Supplied records START

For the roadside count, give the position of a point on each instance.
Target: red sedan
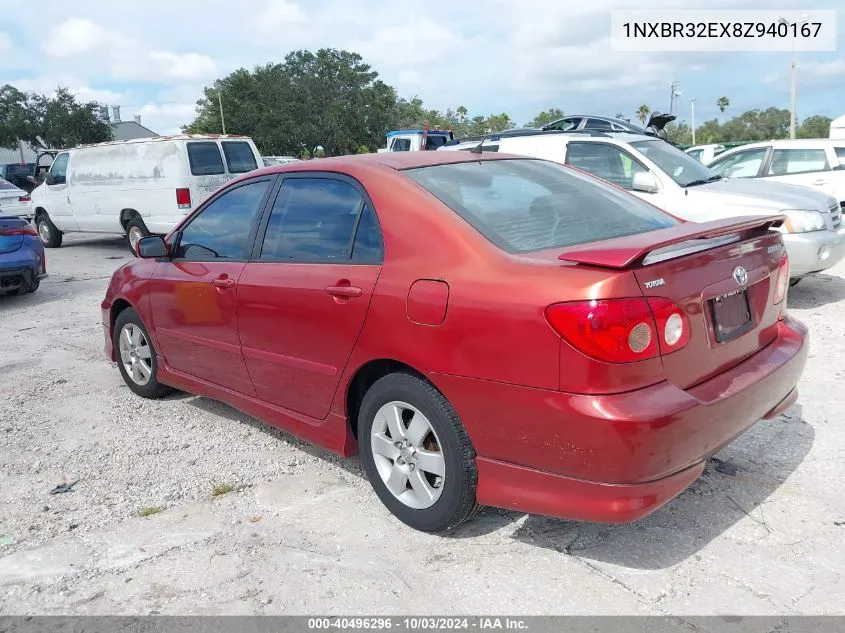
(486, 329)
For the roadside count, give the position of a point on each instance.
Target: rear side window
(315, 220)
(798, 161)
(525, 205)
(205, 159)
(239, 157)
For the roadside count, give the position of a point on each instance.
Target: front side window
(59, 169)
(797, 161)
(524, 205)
(744, 164)
(605, 161)
(205, 159)
(681, 167)
(222, 229)
(316, 219)
(239, 157)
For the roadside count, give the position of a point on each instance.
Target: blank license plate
(731, 315)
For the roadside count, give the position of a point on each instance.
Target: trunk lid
(731, 314)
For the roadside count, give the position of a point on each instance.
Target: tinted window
(744, 164)
(205, 159)
(797, 161)
(680, 167)
(313, 219)
(59, 168)
(368, 245)
(222, 229)
(528, 205)
(239, 157)
(605, 161)
(598, 124)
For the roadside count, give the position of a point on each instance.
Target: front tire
(417, 454)
(136, 356)
(50, 236)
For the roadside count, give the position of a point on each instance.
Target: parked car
(137, 187)
(705, 153)
(677, 183)
(579, 122)
(811, 163)
(22, 261)
(14, 200)
(460, 320)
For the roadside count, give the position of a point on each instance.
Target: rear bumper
(815, 251)
(618, 457)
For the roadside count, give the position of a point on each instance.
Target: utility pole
(220, 103)
(692, 112)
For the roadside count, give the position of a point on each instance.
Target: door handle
(344, 291)
(224, 282)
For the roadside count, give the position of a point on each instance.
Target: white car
(14, 200)
(811, 163)
(138, 187)
(662, 174)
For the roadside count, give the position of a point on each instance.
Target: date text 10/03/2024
(418, 623)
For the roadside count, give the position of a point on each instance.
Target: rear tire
(135, 230)
(50, 236)
(136, 356)
(405, 478)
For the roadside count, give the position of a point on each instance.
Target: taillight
(20, 230)
(782, 283)
(611, 330)
(183, 198)
(672, 324)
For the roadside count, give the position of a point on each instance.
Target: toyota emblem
(740, 275)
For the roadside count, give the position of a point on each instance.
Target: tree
(817, 126)
(545, 117)
(60, 121)
(330, 98)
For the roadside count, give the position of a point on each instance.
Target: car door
(808, 167)
(58, 194)
(193, 295)
(303, 298)
(745, 163)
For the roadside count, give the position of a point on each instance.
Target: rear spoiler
(623, 252)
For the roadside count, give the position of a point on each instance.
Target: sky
(491, 56)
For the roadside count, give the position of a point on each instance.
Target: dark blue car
(22, 262)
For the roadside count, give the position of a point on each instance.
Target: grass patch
(145, 512)
(221, 489)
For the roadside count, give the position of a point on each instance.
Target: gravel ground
(301, 531)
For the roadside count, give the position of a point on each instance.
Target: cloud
(127, 59)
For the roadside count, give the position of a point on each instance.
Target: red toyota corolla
(487, 329)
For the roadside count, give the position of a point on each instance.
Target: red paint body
(556, 432)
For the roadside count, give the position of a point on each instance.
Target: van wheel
(135, 230)
(50, 236)
(417, 454)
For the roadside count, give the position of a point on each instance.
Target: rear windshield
(239, 157)
(525, 205)
(205, 159)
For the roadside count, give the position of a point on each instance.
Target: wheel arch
(364, 377)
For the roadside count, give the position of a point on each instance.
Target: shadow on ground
(816, 291)
(735, 484)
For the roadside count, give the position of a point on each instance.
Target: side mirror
(646, 182)
(152, 247)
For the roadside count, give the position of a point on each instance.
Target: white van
(138, 187)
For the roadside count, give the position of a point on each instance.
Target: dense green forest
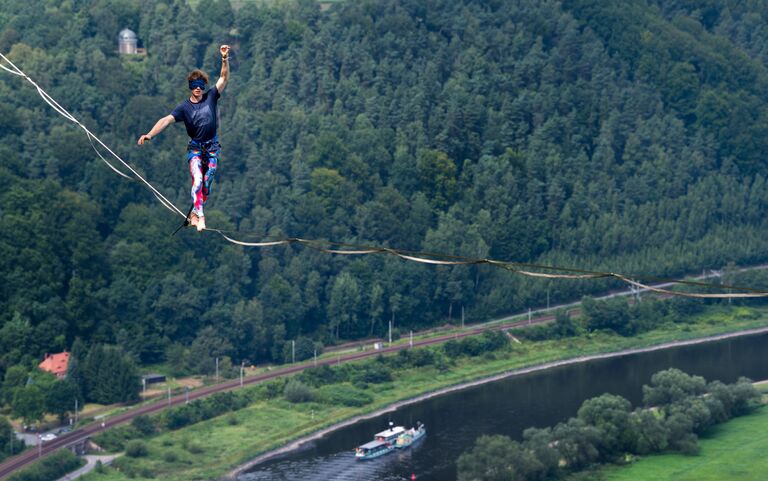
(626, 136)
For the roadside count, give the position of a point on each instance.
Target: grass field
(211, 448)
(734, 451)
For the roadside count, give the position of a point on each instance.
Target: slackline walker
(201, 188)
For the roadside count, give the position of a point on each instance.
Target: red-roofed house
(56, 364)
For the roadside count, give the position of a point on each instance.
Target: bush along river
(507, 406)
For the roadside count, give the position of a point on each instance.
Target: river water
(508, 407)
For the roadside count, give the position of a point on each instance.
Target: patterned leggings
(202, 172)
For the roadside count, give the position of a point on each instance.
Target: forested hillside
(627, 136)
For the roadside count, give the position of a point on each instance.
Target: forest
(624, 136)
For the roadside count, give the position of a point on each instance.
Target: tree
(60, 398)
(344, 305)
(29, 404)
(111, 375)
(610, 414)
(652, 434)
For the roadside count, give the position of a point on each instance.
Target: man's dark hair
(197, 74)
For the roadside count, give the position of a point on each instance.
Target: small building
(127, 42)
(56, 364)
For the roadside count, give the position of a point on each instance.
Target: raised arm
(224, 77)
(159, 127)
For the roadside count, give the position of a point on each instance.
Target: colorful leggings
(202, 171)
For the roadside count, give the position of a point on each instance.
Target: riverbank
(516, 372)
(234, 442)
(734, 450)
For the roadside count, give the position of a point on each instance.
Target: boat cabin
(390, 435)
(372, 448)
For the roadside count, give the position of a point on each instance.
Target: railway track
(78, 436)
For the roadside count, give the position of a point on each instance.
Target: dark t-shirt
(200, 119)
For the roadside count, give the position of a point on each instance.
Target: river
(507, 406)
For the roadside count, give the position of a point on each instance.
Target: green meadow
(733, 451)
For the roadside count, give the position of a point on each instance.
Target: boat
(410, 436)
(373, 449)
(382, 443)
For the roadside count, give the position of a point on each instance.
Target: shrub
(374, 373)
(144, 425)
(297, 392)
(136, 449)
(170, 456)
(194, 448)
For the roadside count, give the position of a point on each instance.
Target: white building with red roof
(56, 364)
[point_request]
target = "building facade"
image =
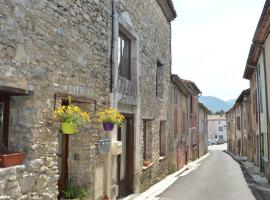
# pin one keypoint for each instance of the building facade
(179, 135)
(193, 119)
(102, 54)
(231, 129)
(257, 71)
(203, 129)
(217, 128)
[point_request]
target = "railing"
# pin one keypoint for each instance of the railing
(126, 87)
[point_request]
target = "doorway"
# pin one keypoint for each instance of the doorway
(63, 148)
(125, 161)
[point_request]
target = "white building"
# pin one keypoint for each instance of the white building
(217, 127)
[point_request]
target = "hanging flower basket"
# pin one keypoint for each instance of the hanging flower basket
(109, 117)
(68, 128)
(71, 117)
(108, 126)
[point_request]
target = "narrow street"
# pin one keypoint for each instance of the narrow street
(218, 177)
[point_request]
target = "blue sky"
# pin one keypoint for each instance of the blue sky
(211, 41)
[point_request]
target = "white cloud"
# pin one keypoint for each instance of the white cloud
(210, 46)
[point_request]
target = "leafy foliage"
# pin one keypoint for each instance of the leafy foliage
(111, 115)
(72, 192)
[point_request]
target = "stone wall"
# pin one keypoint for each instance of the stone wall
(154, 35)
(49, 47)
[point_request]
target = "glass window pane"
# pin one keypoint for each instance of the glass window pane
(124, 56)
(2, 106)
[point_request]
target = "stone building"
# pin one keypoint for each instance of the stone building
(243, 123)
(179, 134)
(141, 67)
(193, 119)
(258, 72)
(102, 53)
(217, 129)
(50, 50)
(203, 129)
(231, 126)
(254, 146)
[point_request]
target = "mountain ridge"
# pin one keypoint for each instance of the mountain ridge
(216, 104)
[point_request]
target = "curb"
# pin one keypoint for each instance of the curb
(158, 188)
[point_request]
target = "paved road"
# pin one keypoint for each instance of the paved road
(219, 177)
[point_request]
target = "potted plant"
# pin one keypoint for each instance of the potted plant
(74, 192)
(71, 117)
(146, 163)
(109, 117)
(8, 158)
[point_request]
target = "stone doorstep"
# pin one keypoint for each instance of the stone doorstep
(252, 170)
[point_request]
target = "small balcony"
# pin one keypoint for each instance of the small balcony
(127, 90)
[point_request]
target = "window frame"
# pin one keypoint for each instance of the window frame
(159, 80)
(162, 139)
(6, 113)
(121, 70)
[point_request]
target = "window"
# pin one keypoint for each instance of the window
(4, 119)
(147, 140)
(184, 122)
(175, 122)
(124, 54)
(162, 139)
(238, 123)
(191, 105)
(175, 95)
(159, 80)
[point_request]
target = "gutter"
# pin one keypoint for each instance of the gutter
(267, 106)
(259, 119)
(112, 48)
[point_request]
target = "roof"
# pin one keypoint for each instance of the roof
(243, 94)
(176, 80)
(168, 9)
(258, 40)
(203, 107)
(231, 110)
(217, 117)
(193, 88)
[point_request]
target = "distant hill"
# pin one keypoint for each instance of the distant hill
(215, 104)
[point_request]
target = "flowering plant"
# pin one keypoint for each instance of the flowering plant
(112, 116)
(71, 114)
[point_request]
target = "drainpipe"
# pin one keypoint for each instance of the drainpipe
(235, 127)
(109, 157)
(266, 95)
(259, 116)
(112, 47)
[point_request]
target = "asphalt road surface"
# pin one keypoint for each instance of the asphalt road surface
(218, 177)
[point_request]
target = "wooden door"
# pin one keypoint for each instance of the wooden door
(127, 164)
(63, 146)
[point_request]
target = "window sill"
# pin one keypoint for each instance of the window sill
(161, 158)
(160, 99)
(12, 168)
(149, 166)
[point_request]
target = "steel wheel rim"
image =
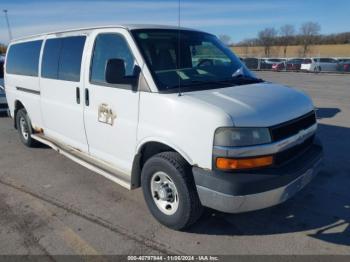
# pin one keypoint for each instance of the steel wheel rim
(164, 193)
(24, 128)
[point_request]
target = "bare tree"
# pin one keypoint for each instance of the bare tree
(287, 33)
(308, 33)
(226, 39)
(267, 38)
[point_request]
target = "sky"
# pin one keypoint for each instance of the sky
(240, 19)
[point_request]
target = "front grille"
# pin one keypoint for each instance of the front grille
(292, 127)
(3, 106)
(286, 155)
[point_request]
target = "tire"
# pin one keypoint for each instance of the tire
(24, 128)
(163, 171)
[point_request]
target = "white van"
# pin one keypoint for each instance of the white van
(170, 110)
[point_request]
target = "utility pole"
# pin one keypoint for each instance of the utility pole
(8, 24)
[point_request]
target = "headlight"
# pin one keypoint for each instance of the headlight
(227, 136)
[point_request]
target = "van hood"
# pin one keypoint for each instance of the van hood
(257, 105)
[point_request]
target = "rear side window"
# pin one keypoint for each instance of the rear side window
(109, 46)
(23, 58)
(62, 58)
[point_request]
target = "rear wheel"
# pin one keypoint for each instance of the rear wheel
(24, 128)
(170, 191)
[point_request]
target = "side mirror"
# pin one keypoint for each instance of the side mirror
(115, 73)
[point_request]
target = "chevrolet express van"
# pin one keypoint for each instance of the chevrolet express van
(171, 110)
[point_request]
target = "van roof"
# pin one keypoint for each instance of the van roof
(125, 26)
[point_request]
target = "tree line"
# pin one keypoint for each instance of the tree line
(308, 34)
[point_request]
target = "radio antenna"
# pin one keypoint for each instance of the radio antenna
(178, 64)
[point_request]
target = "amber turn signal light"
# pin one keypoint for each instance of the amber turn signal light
(245, 163)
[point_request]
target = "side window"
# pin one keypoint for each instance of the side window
(70, 58)
(109, 46)
(49, 64)
(62, 58)
(23, 58)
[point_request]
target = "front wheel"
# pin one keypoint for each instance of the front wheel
(169, 190)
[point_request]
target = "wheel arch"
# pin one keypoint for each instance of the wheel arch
(17, 106)
(145, 150)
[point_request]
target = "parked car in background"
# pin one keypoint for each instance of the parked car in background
(266, 63)
(251, 62)
(344, 65)
(290, 65)
(319, 64)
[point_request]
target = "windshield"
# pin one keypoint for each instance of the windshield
(193, 60)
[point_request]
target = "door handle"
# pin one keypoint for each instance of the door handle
(87, 99)
(77, 94)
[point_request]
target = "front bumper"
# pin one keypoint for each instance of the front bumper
(257, 189)
(3, 103)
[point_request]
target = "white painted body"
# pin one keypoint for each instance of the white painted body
(184, 122)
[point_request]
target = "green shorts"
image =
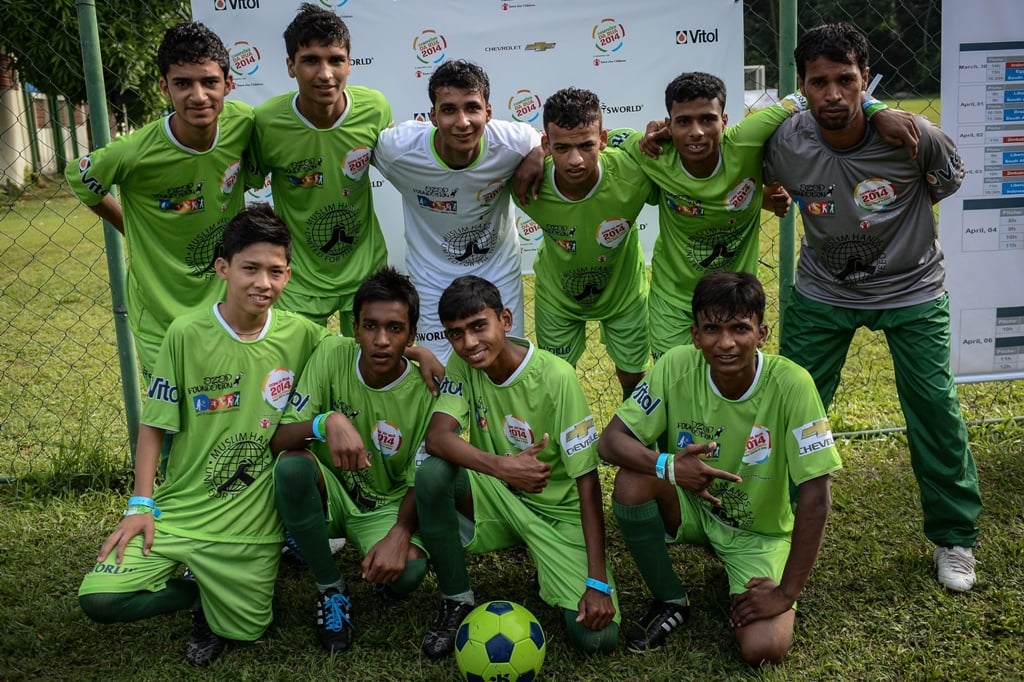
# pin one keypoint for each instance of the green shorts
(236, 581)
(502, 519)
(345, 519)
(670, 325)
(744, 554)
(320, 308)
(625, 336)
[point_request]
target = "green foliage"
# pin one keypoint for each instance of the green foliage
(43, 39)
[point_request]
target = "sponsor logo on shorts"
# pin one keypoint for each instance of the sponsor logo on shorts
(758, 445)
(580, 436)
(517, 431)
(388, 437)
(813, 436)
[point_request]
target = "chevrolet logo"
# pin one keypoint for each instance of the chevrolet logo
(541, 46)
(818, 428)
(581, 429)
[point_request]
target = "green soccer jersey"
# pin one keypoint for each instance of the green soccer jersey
(710, 223)
(176, 202)
(222, 398)
(590, 265)
(322, 188)
(542, 396)
(392, 420)
(776, 433)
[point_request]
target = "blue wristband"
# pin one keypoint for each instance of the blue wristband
(659, 465)
(318, 431)
(139, 501)
(595, 584)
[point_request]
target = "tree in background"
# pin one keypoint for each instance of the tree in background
(43, 40)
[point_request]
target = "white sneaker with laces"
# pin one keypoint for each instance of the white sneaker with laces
(955, 566)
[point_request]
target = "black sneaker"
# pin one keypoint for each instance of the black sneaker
(205, 645)
(439, 640)
(334, 626)
(655, 626)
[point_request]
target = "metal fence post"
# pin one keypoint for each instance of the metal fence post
(89, 32)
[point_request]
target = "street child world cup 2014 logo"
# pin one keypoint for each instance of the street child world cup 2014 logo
(430, 47)
(608, 36)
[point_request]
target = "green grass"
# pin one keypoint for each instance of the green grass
(871, 610)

Supplied records END

§ Exercise directions
Starting at the line with "# pin one keypoint for each instance of the metal", copy every line down to the last one above, exactly as written and with nothing else.

§ Written response
# pin one keypoint for each instance of the metal fence post
(89, 32)
[point_request]
target = "street child world cup 2014 logo"
# pin one keypoint for each instance of the street child world cup 2014 logo
(430, 47)
(608, 36)
[point_request]
target = "green grass"
# pin one keypoint for each instance of the green grass
(871, 610)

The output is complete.